--- TASK DETAILS ---
Write out the data below in full, unchanged, minus the images.

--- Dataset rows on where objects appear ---
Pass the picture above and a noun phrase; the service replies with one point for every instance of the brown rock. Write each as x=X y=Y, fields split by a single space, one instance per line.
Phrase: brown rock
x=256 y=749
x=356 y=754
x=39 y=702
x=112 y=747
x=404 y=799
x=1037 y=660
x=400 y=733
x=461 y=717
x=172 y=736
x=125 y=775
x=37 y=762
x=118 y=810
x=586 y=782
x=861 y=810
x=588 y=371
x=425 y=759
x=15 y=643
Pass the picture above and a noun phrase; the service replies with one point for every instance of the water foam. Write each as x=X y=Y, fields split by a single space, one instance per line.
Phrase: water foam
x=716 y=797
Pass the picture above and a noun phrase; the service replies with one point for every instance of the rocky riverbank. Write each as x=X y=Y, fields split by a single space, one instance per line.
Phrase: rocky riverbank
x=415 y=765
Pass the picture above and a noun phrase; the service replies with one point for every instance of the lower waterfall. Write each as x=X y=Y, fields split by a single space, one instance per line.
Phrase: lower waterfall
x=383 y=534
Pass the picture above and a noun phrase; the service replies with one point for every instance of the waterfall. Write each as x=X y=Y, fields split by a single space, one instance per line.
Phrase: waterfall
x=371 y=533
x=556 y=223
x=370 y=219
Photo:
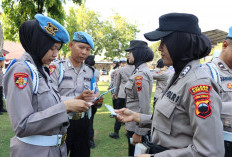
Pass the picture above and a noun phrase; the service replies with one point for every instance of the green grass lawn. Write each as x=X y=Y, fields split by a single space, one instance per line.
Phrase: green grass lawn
x=103 y=125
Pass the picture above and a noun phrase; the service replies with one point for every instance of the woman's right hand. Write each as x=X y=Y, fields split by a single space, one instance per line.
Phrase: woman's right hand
x=126 y=115
x=76 y=105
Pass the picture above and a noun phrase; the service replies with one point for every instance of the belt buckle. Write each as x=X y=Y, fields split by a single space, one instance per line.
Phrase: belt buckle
x=63 y=139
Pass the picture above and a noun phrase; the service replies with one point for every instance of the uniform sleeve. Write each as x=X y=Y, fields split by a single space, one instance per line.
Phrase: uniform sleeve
x=25 y=121
x=204 y=108
x=117 y=82
x=142 y=84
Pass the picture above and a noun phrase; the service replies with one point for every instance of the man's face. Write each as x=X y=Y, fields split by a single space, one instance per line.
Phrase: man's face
x=79 y=51
x=165 y=54
x=51 y=54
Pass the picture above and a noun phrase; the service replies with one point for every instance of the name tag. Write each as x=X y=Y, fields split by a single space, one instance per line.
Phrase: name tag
x=87 y=79
x=67 y=78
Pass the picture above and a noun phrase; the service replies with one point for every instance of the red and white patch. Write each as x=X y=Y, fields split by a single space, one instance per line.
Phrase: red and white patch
x=52 y=68
x=200 y=88
x=21 y=80
x=229 y=86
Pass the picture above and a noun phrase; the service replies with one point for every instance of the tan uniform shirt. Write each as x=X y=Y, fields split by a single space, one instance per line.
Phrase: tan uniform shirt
x=138 y=91
x=226 y=91
x=161 y=78
x=186 y=118
x=73 y=83
x=122 y=77
x=38 y=114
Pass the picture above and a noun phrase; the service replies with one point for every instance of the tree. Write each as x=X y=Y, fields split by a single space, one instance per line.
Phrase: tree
x=111 y=37
x=16 y=12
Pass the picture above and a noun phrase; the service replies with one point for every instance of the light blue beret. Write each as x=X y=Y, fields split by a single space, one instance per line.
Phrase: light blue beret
x=84 y=38
x=53 y=28
x=230 y=33
x=123 y=59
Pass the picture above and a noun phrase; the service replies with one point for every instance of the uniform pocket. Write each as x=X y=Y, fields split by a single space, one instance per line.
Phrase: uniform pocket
x=163 y=115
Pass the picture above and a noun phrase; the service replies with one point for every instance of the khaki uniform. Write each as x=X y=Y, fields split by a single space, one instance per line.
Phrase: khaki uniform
x=138 y=90
x=186 y=118
x=226 y=91
x=122 y=77
x=34 y=114
x=161 y=78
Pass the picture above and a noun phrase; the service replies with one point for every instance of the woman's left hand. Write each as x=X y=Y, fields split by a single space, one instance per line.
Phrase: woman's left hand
x=136 y=138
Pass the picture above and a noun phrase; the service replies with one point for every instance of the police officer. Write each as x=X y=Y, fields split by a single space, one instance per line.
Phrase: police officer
x=38 y=117
x=76 y=78
x=111 y=85
x=138 y=88
x=91 y=62
x=161 y=75
x=186 y=119
x=221 y=70
x=122 y=77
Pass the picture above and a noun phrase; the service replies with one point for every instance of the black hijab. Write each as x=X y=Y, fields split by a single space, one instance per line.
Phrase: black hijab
x=185 y=47
x=142 y=55
x=35 y=42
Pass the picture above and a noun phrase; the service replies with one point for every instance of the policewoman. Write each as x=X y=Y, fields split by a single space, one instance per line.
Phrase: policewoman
x=220 y=69
x=38 y=117
x=138 y=89
x=73 y=77
x=186 y=119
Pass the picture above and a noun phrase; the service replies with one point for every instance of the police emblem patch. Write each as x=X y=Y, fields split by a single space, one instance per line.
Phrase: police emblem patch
x=200 y=88
x=20 y=80
x=139 y=86
x=202 y=107
x=229 y=86
x=51 y=29
x=52 y=68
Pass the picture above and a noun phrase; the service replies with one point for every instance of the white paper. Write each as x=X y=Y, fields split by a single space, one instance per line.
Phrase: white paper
x=111 y=109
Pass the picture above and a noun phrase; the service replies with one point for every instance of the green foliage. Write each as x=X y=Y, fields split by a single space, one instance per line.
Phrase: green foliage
x=16 y=12
x=110 y=37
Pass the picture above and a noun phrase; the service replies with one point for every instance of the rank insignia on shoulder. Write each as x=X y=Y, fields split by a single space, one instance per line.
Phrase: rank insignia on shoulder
x=52 y=68
x=139 y=78
x=139 y=86
x=229 y=86
x=202 y=104
x=20 y=80
x=200 y=88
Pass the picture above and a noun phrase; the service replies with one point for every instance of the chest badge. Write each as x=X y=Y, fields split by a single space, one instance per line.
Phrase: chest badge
x=52 y=68
x=21 y=80
x=229 y=86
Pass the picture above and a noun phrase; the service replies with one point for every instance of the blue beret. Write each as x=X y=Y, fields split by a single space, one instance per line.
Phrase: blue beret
x=2 y=58
x=230 y=33
x=53 y=28
x=84 y=38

--- FULL ANSWER ---
Pass the picture above and a noun phrase; the service replies with one point for every instance of the brown rock. Write each as x=X y=Y, fields split by a single space, one instance per line.
Phrase: brown rock
x=256 y=749
x=356 y=754
x=39 y=702
x=112 y=747
x=404 y=799
x=1037 y=660
x=400 y=733
x=461 y=717
x=172 y=736
x=125 y=775
x=37 y=762
x=118 y=810
x=586 y=782
x=861 y=810
x=588 y=371
x=425 y=759
x=15 y=643
Pass the picture above and a noun phrase; the service replies with one point for every instance of the water foam. Write each as x=X y=Y, fields split by a single space, one instance per line.
Phrase: water foam
x=716 y=797
Pass the picture above and a noun phrase; the service replies with one point for every instance of the rocky riverbank. Write each as x=X y=Y, fields split by a single space, one instance per line.
Phrase: rocky riverbank
x=415 y=765
Pass the picture above and a noun phrase; the service replies with one point for every instance of the lower waterfall. Write each as x=X y=Y, fields split by a single space, one instance per line.
Phrase: lower waterfall
x=383 y=534
Pass the picture above and a noun phrase; the service replies with one point for every instance of the waterfall. Write each as x=X y=Y, fields split by a single space, one instance per line.
Phrase: waterfall
x=371 y=533
x=556 y=223
x=370 y=219
Photo:
Pass the picture above and a noun phrase; the service replies with one point for every instance of the green grass lawn. Write each as x=X y=Y, fields split by a single space, one instance per line.
Phrase: green grass lawn
x=103 y=125
Pass the picture above and a noun phrase; the service replies with one point for every instance of the woman's right hand. Write each as x=X y=Y, fields split by a single space, one instance per line.
Phrase: woman's right hand
x=126 y=115
x=76 y=105
Pass the picture above and a noun phrase; the service replies with one point for every instance of the belt buckle. Write each as x=X y=Y, fields split by a single space, one instance per line.
Phrase: belt buckle
x=63 y=139
Pass the picture above and a noun phrase; the service replies with one point for every instance of the uniform sleeve. Write each as x=X y=Y, fields split by a single space, one instance per line.
Phrase: uniform sleeve
x=25 y=121
x=204 y=108
x=117 y=82
x=142 y=84
Pass the picture above and a noun phrase; the service replies with one point for every instance of the man's face. Write each as x=X y=Y, fields split by a single space, one instance per line.
Phrase: man's face
x=79 y=51
x=165 y=54
x=51 y=54
Pass the picture above and a noun phrase; the service replies with one point for every instance of the name tag. Write each as x=X y=Y, fields split by a single space, one instance per line.
Phrase: name tag
x=87 y=79
x=67 y=78
Pass the picture above and a noun phrase; the service replies with one point for every instance of the red and white patch. Write each as x=X y=Y, fields split by a single space, one instance per line.
Phrase: red and white patch
x=52 y=68
x=200 y=88
x=21 y=80
x=229 y=86
Pass the picture above and a noun phrase; the service replies with one point for every instance of the tan uniform shirt. Write each as x=X y=Y, fields split by a single space, one instance per line.
Phrase: tan uniform shirt
x=138 y=91
x=226 y=91
x=161 y=78
x=186 y=118
x=73 y=83
x=122 y=77
x=38 y=114
Pass the picture above and a noun phrase; the service replies with one point for every instance of the tree. Write each as x=X y=Y, fields split by a single space, one instance per line.
Phrase: tree
x=111 y=37
x=16 y=12
Pass the picture above and a noun phrase; the service replies with one point for every instance of the light blue beret. Write each as x=X y=Y, fields split by a single space, one instance per line.
Phrase: light blue beret
x=84 y=38
x=53 y=28
x=230 y=33
x=123 y=59
Pass the picture above and a noun phrase; the service replies with one point for every instance of the uniform pocket. Write each as x=X y=Y, fields split by a single space, one instance per line.
Phrase: uniform pocket
x=163 y=115
Pass the picture above and a noun phrase; the service replies with one point for every instance of the khaki uniform. Write each as x=X y=Y, fields split by a single space, one instance per line.
Phrase: khaki uniform
x=138 y=90
x=186 y=118
x=226 y=91
x=122 y=77
x=34 y=114
x=161 y=78
Pass the picture above and a noun phrase; the service replies with one point for every instance of the woman's left hand. Write each as x=X y=Y, fields split by a single space, one instance per line.
Phrase: woman's left hand
x=136 y=138
Pass the picture above and a noun phrase; the service replies with one point for every instance of the police officer. Write each as x=X y=Y, fields split by a single space, one instance per line.
Phrase: police officer
x=38 y=117
x=76 y=78
x=111 y=85
x=138 y=88
x=91 y=62
x=161 y=75
x=186 y=119
x=221 y=70
x=122 y=77
Pass the picture above and a noun phrase; the service replies with one point for every instance of the black hijab. Write each as x=X y=Y, fields split by a single space, one instance per line.
Phrase: black hijab
x=185 y=47
x=142 y=55
x=35 y=42
Pass the picture above and a noun phrase; the service replies with one point for every instance of the policewoman. Write each as x=X y=Y, fields split by a single space, one instance per line.
Phrase: policewoman
x=220 y=69
x=38 y=117
x=138 y=89
x=73 y=77
x=186 y=119
Pass the picture above and a noun phrase; the service replies with one point for every instance of the police emblem patch. Write each as x=X y=Y, fields split by a single space, one instance per line.
Phrase: police emblem patch
x=200 y=88
x=20 y=80
x=139 y=86
x=202 y=107
x=229 y=86
x=51 y=29
x=52 y=68
Pass the picture above and a noun phrase; the service replies with one point for every instance of the white paper. Write each as x=X y=Y, fields split by a single space, one instance per line.
Phrase: white paper
x=111 y=109
Pass the picture above and a noun phrase; the service replies with one point for every instance of the green foliage. Write each as x=X y=Y, fields split by a single space, one instance per line.
Phrase: green foliage
x=16 y=12
x=110 y=37
Pass the picture above and a noun phrase; the service replies with one point for every instance of the rank insignia on shoulder. Write each as x=X y=Y, fields split by a single space, one instance per line.
Phrase: rank insignia on shoulder
x=52 y=68
x=139 y=78
x=139 y=86
x=229 y=86
x=202 y=104
x=20 y=80
x=200 y=88
Pass the picture above and a noun phrase; the service replies with one point for every instance of the chest badge. Write each as x=X y=Y, fields split by a single space, one instance per line.
Phrase: chest badge
x=52 y=68
x=21 y=80
x=229 y=86
Pass the picture above and a noun phrase; the service replies with one point for every instance of the blue beret. Write each as x=X y=Y, fields split by a single space, one instance per line.
Phrase: blue beret
x=2 y=58
x=230 y=33
x=53 y=28
x=84 y=38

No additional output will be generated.